[Aim of the task]: Return each row below that contains the string "wheelchair", copying the whole line. The match is case-sensitive.

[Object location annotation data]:

+-------+

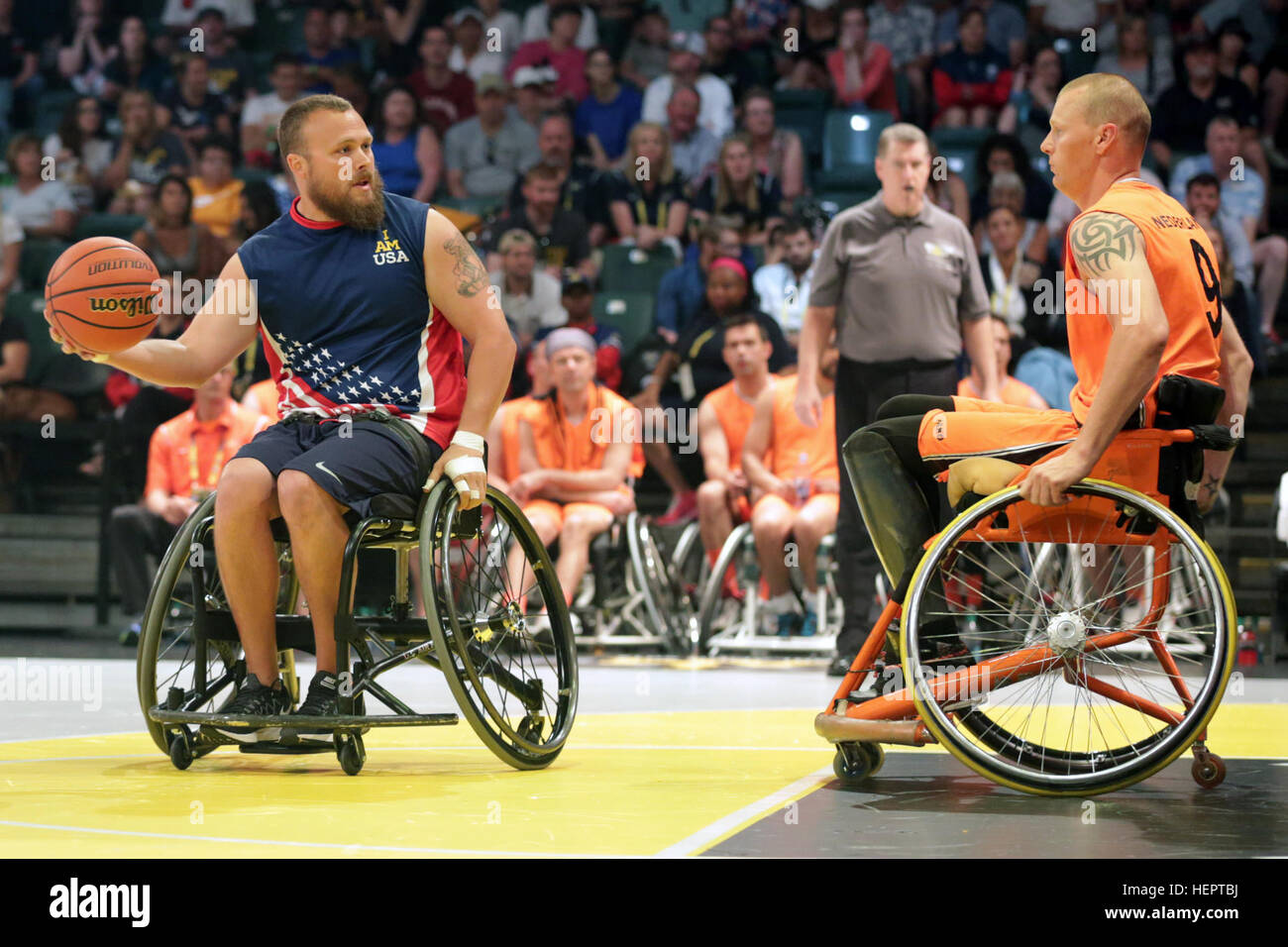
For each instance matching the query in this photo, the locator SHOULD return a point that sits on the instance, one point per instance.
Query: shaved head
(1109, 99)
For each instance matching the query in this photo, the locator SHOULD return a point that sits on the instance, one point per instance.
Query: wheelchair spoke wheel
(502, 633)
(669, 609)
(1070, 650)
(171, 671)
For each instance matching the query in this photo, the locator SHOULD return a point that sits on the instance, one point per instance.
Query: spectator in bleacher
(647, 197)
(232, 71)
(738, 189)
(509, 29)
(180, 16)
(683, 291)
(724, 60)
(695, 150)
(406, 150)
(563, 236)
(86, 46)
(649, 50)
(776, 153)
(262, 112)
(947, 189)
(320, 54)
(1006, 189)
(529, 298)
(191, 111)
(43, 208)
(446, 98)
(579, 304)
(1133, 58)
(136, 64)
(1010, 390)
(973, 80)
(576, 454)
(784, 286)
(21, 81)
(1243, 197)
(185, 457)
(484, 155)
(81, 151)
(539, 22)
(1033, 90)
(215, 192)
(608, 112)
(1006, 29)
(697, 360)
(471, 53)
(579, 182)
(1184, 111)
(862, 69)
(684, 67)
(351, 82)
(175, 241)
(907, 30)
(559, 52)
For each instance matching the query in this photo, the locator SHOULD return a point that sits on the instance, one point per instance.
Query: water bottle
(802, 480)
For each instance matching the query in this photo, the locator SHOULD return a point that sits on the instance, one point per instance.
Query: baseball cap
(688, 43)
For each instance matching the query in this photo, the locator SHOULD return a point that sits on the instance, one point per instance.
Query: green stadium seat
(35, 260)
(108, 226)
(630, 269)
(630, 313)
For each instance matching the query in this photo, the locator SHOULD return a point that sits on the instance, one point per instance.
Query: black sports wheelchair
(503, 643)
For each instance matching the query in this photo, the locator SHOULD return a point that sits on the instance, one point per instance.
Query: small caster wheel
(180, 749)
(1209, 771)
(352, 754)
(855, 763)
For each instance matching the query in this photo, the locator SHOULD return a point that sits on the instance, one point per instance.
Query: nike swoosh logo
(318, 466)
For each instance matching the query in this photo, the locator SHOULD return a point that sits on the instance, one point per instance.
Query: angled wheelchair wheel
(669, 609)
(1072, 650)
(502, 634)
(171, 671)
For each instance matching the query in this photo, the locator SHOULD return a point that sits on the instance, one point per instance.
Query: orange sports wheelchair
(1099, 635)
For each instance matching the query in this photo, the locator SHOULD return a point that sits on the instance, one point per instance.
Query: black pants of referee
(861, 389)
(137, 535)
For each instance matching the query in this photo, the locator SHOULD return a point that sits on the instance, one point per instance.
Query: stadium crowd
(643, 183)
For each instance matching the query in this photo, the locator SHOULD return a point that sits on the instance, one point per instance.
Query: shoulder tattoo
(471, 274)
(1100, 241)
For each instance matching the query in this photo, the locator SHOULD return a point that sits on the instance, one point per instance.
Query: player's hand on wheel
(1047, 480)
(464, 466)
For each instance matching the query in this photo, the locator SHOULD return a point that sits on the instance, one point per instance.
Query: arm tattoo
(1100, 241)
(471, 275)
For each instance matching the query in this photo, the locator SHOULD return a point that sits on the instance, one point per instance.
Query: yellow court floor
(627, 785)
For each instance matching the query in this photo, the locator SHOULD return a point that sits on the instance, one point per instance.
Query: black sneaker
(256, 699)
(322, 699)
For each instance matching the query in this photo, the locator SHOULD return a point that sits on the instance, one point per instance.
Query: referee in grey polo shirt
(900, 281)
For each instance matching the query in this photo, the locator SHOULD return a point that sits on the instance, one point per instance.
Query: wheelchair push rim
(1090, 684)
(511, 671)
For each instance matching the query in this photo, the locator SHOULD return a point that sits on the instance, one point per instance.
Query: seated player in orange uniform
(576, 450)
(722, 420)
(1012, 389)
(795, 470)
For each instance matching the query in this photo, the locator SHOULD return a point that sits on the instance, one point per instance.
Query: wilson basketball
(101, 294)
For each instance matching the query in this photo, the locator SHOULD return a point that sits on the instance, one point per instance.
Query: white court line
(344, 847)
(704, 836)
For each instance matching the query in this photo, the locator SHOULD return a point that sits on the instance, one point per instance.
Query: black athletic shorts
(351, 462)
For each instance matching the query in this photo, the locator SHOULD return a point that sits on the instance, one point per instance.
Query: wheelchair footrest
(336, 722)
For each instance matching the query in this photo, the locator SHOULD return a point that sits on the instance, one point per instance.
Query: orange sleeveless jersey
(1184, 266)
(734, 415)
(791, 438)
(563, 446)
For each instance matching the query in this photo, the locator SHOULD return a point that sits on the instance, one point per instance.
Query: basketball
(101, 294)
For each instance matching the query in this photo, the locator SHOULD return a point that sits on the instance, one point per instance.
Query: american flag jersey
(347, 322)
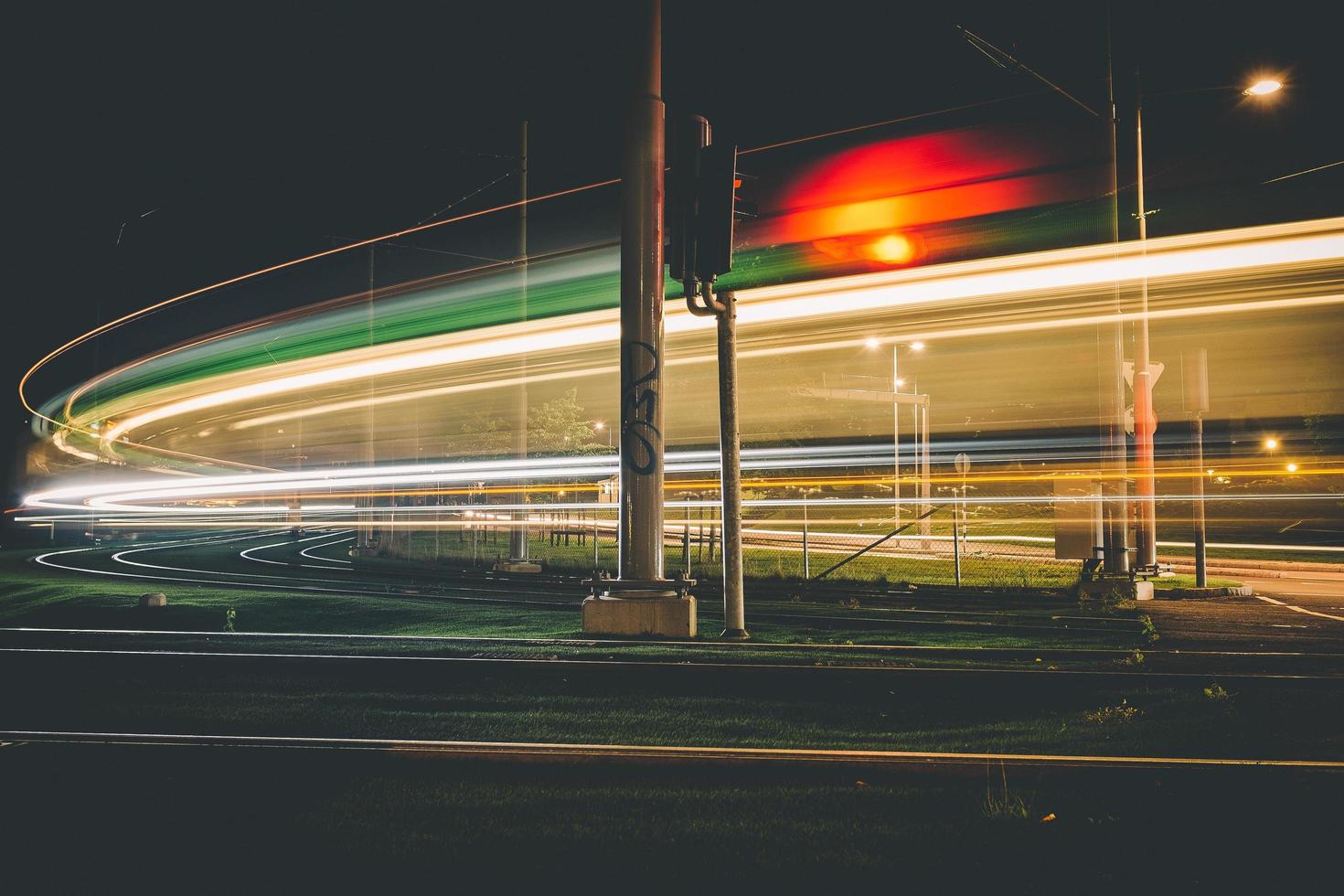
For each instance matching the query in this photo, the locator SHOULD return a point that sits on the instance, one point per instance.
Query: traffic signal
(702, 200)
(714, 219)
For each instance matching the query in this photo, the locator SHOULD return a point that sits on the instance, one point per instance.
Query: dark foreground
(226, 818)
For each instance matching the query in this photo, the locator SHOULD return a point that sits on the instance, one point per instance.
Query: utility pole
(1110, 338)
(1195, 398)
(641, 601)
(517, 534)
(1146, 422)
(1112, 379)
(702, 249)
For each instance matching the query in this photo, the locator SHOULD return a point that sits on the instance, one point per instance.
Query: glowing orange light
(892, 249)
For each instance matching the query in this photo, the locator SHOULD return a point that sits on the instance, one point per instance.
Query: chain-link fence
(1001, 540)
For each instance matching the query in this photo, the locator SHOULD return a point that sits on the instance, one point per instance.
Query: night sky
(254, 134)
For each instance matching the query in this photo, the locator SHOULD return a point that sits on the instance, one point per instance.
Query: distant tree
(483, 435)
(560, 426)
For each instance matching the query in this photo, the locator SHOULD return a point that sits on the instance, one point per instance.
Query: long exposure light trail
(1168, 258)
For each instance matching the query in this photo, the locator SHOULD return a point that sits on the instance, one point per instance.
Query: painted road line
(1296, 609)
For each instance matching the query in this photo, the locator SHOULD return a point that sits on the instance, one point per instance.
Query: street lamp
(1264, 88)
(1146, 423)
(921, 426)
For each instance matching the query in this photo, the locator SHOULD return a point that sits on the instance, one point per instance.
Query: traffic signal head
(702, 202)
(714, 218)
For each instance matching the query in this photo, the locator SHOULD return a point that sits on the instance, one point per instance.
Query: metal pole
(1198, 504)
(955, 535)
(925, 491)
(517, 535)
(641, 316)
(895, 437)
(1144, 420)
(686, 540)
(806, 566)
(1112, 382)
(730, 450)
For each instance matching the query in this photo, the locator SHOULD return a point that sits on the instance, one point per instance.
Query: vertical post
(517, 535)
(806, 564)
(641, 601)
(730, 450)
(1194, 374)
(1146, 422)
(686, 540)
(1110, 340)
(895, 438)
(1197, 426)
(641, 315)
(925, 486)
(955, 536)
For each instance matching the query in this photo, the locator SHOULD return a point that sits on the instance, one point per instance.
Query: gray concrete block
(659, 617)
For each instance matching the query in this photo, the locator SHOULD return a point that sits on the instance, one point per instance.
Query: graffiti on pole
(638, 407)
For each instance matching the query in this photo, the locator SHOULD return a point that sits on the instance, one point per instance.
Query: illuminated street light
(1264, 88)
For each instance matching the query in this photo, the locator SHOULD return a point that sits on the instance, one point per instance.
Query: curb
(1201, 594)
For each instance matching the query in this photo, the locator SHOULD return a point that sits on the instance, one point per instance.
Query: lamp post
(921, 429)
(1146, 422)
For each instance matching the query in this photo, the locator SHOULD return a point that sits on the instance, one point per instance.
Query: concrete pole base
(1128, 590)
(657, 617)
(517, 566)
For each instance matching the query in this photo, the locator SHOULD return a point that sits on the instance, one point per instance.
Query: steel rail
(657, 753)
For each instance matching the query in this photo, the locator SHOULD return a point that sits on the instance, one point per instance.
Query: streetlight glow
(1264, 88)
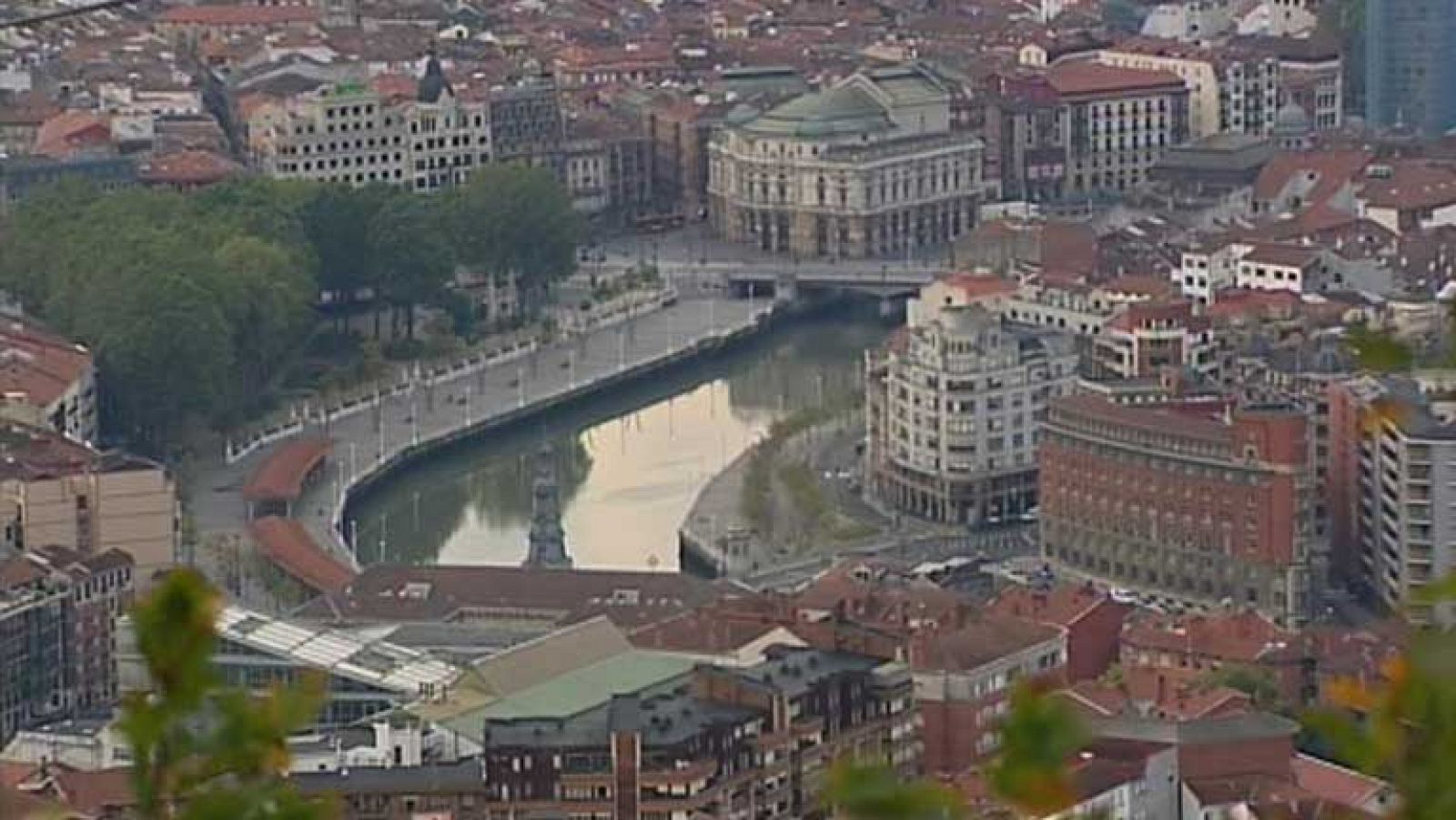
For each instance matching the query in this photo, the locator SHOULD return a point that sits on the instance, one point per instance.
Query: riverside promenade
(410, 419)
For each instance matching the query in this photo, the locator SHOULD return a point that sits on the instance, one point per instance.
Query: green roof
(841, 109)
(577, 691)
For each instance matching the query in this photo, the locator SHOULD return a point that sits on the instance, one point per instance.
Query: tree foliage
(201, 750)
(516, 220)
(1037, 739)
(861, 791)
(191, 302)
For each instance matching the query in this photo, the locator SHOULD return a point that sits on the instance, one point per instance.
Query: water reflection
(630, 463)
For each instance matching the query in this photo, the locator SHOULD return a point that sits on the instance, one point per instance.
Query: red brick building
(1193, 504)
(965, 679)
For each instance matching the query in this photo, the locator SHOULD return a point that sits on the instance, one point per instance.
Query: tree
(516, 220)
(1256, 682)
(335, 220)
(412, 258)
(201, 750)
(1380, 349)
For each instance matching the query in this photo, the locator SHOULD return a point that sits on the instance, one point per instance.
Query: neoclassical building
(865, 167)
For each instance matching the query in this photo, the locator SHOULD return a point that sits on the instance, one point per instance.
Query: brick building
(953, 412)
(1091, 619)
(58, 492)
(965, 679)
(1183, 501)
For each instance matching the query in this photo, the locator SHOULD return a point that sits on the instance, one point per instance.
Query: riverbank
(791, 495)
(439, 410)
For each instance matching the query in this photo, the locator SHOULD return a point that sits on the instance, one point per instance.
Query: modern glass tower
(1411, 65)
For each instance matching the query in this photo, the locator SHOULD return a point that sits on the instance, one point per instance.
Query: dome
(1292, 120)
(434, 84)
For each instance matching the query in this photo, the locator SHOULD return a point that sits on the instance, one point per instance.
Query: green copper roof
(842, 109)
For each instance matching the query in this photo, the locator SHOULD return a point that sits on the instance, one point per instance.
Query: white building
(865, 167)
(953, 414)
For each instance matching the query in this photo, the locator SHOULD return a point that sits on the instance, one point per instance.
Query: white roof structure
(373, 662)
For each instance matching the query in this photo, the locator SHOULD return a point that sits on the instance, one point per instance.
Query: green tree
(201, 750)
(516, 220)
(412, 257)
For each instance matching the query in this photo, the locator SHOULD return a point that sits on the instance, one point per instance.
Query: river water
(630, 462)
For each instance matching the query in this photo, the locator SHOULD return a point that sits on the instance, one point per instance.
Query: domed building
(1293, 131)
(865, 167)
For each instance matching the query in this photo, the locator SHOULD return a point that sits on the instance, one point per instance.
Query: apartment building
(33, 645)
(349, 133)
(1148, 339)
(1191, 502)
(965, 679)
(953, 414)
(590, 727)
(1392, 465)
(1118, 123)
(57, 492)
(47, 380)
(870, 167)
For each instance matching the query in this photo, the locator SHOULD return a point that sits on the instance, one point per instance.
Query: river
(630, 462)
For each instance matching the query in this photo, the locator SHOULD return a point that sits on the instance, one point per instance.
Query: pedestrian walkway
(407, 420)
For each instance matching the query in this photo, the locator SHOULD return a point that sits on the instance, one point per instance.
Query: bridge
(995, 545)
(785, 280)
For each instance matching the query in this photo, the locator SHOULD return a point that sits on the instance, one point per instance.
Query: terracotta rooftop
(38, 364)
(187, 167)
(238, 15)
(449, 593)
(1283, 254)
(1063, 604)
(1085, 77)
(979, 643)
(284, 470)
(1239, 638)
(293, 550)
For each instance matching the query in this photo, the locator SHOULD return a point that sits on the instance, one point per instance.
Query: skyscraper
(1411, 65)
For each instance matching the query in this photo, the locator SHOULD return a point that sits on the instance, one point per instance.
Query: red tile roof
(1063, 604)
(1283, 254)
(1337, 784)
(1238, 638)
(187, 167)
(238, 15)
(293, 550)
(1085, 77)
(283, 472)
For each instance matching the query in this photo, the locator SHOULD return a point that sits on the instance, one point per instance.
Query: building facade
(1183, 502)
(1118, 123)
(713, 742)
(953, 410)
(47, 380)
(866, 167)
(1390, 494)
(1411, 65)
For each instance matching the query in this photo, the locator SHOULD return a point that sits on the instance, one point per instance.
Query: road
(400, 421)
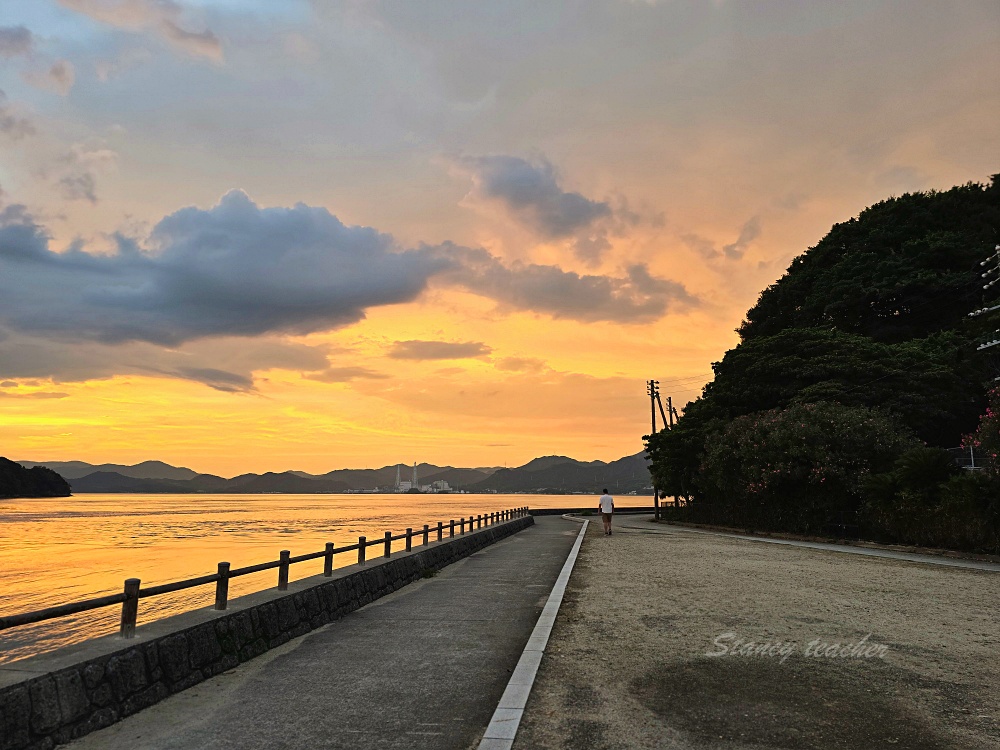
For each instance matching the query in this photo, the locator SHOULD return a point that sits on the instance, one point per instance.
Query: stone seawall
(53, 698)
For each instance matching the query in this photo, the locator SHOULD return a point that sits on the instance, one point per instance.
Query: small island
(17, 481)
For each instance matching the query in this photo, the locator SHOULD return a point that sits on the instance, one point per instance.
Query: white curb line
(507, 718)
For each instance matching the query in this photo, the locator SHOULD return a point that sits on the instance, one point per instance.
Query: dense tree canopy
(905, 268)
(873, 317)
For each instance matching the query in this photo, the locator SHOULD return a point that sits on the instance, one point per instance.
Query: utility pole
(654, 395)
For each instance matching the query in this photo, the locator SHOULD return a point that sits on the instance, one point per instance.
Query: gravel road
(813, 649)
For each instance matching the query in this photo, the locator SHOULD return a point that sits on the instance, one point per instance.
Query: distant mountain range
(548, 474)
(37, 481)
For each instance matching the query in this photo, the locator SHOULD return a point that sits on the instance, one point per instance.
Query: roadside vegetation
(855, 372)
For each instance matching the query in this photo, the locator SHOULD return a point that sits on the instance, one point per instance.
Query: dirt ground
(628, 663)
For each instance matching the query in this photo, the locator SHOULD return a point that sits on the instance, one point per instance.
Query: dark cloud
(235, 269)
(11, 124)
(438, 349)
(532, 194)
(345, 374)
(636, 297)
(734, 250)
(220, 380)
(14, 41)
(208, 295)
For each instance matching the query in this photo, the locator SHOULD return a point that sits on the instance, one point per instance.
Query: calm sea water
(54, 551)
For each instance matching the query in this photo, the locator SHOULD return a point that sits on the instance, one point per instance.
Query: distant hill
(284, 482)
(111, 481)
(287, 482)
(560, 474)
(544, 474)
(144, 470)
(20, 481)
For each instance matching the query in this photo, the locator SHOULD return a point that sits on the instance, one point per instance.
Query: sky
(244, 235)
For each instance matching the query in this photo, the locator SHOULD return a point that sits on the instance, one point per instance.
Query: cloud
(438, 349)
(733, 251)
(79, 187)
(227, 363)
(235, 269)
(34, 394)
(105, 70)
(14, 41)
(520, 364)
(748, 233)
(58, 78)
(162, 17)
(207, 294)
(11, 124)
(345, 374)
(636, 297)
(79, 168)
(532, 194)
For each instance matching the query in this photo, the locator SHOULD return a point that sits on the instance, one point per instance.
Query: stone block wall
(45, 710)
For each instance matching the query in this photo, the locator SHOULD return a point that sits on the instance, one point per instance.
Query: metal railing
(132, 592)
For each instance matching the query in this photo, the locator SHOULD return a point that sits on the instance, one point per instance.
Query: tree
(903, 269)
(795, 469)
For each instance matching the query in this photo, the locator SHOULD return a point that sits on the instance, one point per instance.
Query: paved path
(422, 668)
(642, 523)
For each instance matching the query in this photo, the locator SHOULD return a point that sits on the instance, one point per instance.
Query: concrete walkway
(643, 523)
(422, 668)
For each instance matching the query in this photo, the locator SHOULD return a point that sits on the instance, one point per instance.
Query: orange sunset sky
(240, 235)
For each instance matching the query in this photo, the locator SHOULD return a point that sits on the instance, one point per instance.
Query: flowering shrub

+-------+

[Completed task]:
Query: wheelchair spoke wheel
Query: black sports wheelchair
Query: angled wheelchair wheel
Query: orange sports wheelchair
Query: wheelchair push rim
Query: wheelchair footrest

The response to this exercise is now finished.